Begin TEXT PASSAGE
C stands for controller that is the layer between the client and the service layer.
V stands for view. In the past, backend used to generate the UI for frontend as well. This layer was called the view. These days view is managed by frontend frameworks like React etc.
In a nutshell, MVC is just SRP for APIs.
Like we have SOLID/design patterns for structuring general code, MVC for building APIs, we have REST best practices for how APIs should be named.
All the APIs should be structured around the resource they are working with. The type of action an API is performing should not be a part of the API endpoint. For example, if we are creating a user, the API endpoint should not be /user/create. The type of action should be defined by the HTTP method type and not by the URL.
Every API is an action on one of the models.
The type of action should be specified by the method type and not by a verb in the URL.
The types of HTTP methods are
- GET - To fetch a resource from the server.
- POST - Create a resource in the server.
- PATCH - Partially update attributes of a resource on the server.
- PUT - Replace a resource on the server. This amounts to a complete update of the resource in the server.
- DELETE - To delete a resource from the server.
Resources are like folders. Think of every entity as an item in the folder. When we create a new user, we are adding a new item in the users folder. So the end point should be /users. When getting details of all/multiple users, then the end point should be /users. If we are getting a particular user, then the end point will be /users/1, where 1 is the user id.
REST APIs should be stateless. This means that a request should not be dependent on a previous request and that it should be self-sufficient. This is because a request from a user can go to any server in a distributed system. Maintaining the state for a user in a server and ensuring that all requests from a user go to the same server is impractical when the system is serving millions of users. Each HTTP request should contain all information that will help the server respond to the request.
There is no need to maintain a 1:1 mapping of API calls with database tables. A chatty API does not return all the relevant data in one go. In such cases, the client is forced to make multiple API calls to get the relevant information. When building an API, include all relevant information in the response to a request to that API so that the number of API calls can be kept to a minimum.
End TEXT PASSAGE
WORK REQUIRED → Render this sentence from the API design text in Spanish: "The type of action should be specified by the method type and not by a verb in the URL."
Begin DATASET ENTRIES
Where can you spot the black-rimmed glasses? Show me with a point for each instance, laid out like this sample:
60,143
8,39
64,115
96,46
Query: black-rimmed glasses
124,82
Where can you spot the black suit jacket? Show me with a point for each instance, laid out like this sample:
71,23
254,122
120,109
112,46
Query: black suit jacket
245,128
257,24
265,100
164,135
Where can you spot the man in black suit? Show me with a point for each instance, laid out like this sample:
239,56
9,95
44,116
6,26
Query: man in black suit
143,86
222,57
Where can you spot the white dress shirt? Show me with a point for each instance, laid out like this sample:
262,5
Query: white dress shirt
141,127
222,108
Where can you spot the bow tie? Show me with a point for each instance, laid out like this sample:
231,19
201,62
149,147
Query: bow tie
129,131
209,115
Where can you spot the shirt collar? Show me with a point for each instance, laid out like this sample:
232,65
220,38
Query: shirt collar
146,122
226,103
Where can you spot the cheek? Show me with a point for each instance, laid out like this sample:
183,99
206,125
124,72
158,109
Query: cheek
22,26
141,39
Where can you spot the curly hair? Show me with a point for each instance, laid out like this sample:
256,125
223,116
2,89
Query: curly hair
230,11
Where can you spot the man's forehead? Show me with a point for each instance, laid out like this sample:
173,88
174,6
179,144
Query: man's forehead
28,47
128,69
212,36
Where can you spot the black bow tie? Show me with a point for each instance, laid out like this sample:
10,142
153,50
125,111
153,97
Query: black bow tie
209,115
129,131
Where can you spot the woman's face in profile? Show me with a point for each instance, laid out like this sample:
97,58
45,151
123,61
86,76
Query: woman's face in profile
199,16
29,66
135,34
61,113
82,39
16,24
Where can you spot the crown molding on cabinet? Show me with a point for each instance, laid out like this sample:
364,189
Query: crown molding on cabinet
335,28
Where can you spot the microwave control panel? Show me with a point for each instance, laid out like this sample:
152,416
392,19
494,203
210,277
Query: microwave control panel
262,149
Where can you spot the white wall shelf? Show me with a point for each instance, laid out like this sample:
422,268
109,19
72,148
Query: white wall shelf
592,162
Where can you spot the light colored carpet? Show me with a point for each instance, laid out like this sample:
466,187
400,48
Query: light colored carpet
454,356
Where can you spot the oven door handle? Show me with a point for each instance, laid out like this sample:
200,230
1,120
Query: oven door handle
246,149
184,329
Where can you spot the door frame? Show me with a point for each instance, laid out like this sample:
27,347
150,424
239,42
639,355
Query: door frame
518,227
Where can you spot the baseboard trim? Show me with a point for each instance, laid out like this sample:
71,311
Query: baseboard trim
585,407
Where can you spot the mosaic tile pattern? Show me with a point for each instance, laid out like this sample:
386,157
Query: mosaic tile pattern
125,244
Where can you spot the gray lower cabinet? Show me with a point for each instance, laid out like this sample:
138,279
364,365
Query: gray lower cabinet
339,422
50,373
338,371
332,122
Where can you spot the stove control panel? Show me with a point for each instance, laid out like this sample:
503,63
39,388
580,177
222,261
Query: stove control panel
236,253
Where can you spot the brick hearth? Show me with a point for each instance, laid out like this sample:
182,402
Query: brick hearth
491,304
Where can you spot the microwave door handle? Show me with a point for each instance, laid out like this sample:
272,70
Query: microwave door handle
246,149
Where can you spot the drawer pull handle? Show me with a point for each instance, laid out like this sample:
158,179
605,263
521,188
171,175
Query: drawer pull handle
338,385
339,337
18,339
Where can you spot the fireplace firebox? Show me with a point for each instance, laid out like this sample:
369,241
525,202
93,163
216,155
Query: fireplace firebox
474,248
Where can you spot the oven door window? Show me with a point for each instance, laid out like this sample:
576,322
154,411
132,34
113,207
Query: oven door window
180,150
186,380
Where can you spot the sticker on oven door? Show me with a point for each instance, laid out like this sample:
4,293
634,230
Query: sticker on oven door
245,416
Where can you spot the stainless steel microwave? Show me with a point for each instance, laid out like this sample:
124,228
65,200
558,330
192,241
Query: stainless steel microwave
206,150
End DATASET ENTRIES
RESULT FOR THIS TASK → El tipo de acción debe especificarse mediante el tipo de método y no mediante un verbo en la URL.